(Region pointing data)
##############################

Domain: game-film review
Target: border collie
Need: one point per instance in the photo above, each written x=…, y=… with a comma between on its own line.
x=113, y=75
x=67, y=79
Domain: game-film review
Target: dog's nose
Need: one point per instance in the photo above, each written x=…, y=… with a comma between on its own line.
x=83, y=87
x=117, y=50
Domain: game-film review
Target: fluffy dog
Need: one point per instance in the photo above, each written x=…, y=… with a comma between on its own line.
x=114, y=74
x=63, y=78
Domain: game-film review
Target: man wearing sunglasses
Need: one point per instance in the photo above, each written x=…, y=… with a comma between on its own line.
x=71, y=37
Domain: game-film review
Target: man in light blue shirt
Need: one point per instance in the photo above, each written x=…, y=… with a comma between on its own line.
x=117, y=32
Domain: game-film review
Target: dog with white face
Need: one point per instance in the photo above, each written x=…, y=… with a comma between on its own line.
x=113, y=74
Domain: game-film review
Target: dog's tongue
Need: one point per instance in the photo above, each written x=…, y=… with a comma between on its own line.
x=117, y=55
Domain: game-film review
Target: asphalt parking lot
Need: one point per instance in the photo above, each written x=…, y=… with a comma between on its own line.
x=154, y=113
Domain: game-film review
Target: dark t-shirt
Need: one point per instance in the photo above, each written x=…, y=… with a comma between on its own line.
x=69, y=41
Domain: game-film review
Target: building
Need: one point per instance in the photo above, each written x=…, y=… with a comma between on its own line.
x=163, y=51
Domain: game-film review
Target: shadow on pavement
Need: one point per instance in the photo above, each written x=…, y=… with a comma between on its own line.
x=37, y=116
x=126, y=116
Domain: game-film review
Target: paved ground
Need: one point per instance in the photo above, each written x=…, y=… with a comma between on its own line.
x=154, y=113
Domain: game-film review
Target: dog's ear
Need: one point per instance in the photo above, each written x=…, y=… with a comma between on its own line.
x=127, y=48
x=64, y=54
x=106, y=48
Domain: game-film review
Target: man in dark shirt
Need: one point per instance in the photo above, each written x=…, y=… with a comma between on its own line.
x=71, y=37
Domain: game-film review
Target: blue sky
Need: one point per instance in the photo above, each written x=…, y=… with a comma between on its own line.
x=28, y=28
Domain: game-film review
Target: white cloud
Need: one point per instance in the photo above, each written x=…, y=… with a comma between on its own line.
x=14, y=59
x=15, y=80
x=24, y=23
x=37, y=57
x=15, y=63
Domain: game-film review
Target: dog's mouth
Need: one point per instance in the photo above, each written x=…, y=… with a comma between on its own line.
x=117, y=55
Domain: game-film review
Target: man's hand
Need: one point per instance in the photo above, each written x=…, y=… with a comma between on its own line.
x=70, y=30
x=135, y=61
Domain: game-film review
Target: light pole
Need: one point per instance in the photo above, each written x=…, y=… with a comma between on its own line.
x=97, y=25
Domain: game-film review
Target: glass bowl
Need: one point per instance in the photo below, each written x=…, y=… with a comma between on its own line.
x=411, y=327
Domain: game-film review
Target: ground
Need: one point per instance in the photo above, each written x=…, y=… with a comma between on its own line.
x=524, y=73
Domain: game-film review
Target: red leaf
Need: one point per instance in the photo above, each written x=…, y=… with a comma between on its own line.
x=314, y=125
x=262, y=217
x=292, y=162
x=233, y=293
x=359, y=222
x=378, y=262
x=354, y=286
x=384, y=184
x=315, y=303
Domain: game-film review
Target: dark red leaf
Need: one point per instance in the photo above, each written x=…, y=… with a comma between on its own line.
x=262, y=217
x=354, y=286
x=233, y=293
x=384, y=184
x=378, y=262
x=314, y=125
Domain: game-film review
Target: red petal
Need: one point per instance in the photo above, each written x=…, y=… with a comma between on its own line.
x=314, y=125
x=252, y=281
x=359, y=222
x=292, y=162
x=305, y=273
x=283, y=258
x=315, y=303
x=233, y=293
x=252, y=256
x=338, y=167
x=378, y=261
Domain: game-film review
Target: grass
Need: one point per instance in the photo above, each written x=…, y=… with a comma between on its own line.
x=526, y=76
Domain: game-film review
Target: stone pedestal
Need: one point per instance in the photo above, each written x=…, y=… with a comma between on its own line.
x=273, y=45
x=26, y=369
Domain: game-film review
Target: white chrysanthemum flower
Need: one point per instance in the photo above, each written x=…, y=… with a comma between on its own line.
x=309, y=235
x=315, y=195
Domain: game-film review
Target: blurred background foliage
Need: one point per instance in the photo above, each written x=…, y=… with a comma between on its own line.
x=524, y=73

##############################

What the task asks: Character for character, reproduce all of the lines above.

Answer to the problem:
Domain: game-film review
Target: border collie
Need: one point per instance in the photo above, each written x=…, y=… with a comma between on its own line.
x=113, y=75
x=67, y=79
Domain: game-film review
Target: dog's nose
Need: one point per instance in the photo above, each written x=…, y=… with a comma between on its own line.
x=83, y=87
x=117, y=50
Domain: game-film review
Target: fluffy dog
Need: one point per instance in the photo above, each written x=…, y=… with a comma between on its own line.
x=114, y=74
x=63, y=78
Domain: game-film review
Target: man wearing sunglasses
Need: one point per instance in the photo above, each written x=…, y=… with a comma between on its own line.
x=71, y=37
Domain: game-film review
Target: man in light blue shirt
Need: one point per instance in the photo above, each written x=…, y=… with a comma between on its own line.
x=117, y=32
Domain: game-film review
Target: dog with white face
Need: one point per instance in the photo above, each written x=…, y=… with a comma between on its own line.
x=113, y=74
Domain: game-film review
Target: dog's tongue
Need: one point per instance in the photo above, each written x=…, y=… with a comma between on its own line.
x=117, y=55
Domain: game-film review
Target: asphalt parking lot
Need: one point per instance in the photo above, each written x=…, y=… with a comma between on its own line.
x=154, y=113
Domain: game-film review
Target: dark t-shirt
Need: one point per instance in the photo above, each written x=…, y=… with a comma between on its own line.
x=69, y=41
Domain: game-film review
Target: building
Need: one point per instance in the photo above, each written x=…, y=… with a comma between on its own line.
x=163, y=51
Domain: game-film review
Target: shadow on pavement
Need: one point per instance in the photo above, each written x=…, y=… with a comma between on its own line.
x=37, y=116
x=126, y=116
Domain: game-film review
Target: paved ground
Need: one point per instance in the photo above, each written x=…, y=… with a comma between on its own line.
x=154, y=113
Domain: game-film review
Target: dog's ear
Need: one point per instance in the photo above, each written x=…, y=… with a comma between on its own line.
x=127, y=48
x=64, y=54
x=106, y=48
Domain: game-film review
Target: man in dark shirt
Need: one point per instance in the photo above, each written x=…, y=… with a comma between on its own line.
x=71, y=37
Domain: game-film review
Target: blue sky
Need: one point per instance in the photo above, each written x=…, y=… with a comma between on its own line.
x=28, y=28
Domain: game-film review
Target: white cloud
Need: one point per instance in the photo above, each written x=…, y=… with a comma between on its own line.
x=14, y=59
x=15, y=80
x=24, y=23
x=37, y=57
x=15, y=63
Domain: game-film review
Target: dog's mouth
Need: one point per instance in the photo above, each written x=…, y=… with a comma between on its own line.
x=117, y=55
Domain: game-film review
Target: man's hand
Need: one point per instance in the photo above, each written x=…, y=… with a comma between on its own line.
x=70, y=30
x=135, y=61
Domain: game-film review
Target: light pole
Need: one point per instance in the photo above, each written x=…, y=… with a comma between on its own line.
x=97, y=25
Domain: game-film review
Target: glass bowl
Need: one point per instance in the photo below, each written x=…, y=… with a comma between on its own line.
x=411, y=327
Domain: game-film review
Target: ground
Need: one point per instance in the photo above, each written x=…, y=… with a comma between on its own line.
x=524, y=73
Domain: game-film review
Target: red leaf
Need: one point per instance in the photo above, each written x=…, y=… with a comma between on its own line.
x=314, y=125
x=262, y=217
x=292, y=162
x=233, y=293
x=359, y=222
x=378, y=262
x=354, y=286
x=384, y=184
x=315, y=303
Domain: game-film review
Target: dark red leaf
Need: one point per instance in the photo above, each written x=…, y=… with a comma between on its own line.
x=262, y=217
x=354, y=286
x=233, y=293
x=384, y=184
x=378, y=262
x=314, y=125
Domain: game-film review
Target: red petal
Need: one point per instance in the photo above, each written x=…, y=… with a comma between on its own line.
x=314, y=125
x=252, y=281
x=359, y=222
x=292, y=162
x=305, y=273
x=283, y=258
x=315, y=303
x=233, y=293
x=252, y=256
x=338, y=167
x=378, y=261
Domain: game-film review
Target: grass
Need: one point per instance in the photo above, each written x=…, y=… with a comma between on its own line.
x=526, y=76
Domain: game-film review
Target: stone pedestal
Need: one point per instance in the photo above, each written x=…, y=… with a comma between on its own line.
x=273, y=45
x=26, y=369
Domain: game-film review
Target: white chrysanthemum flower
Need: one point per instance in the photo above, each written x=…, y=… with a comma between on its own line.
x=309, y=235
x=315, y=195
Domain: game-film review
Target: blurred background foliage
Need: one point per instance in the photo above, each written x=…, y=… with a comma between on its own line.
x=524, y=73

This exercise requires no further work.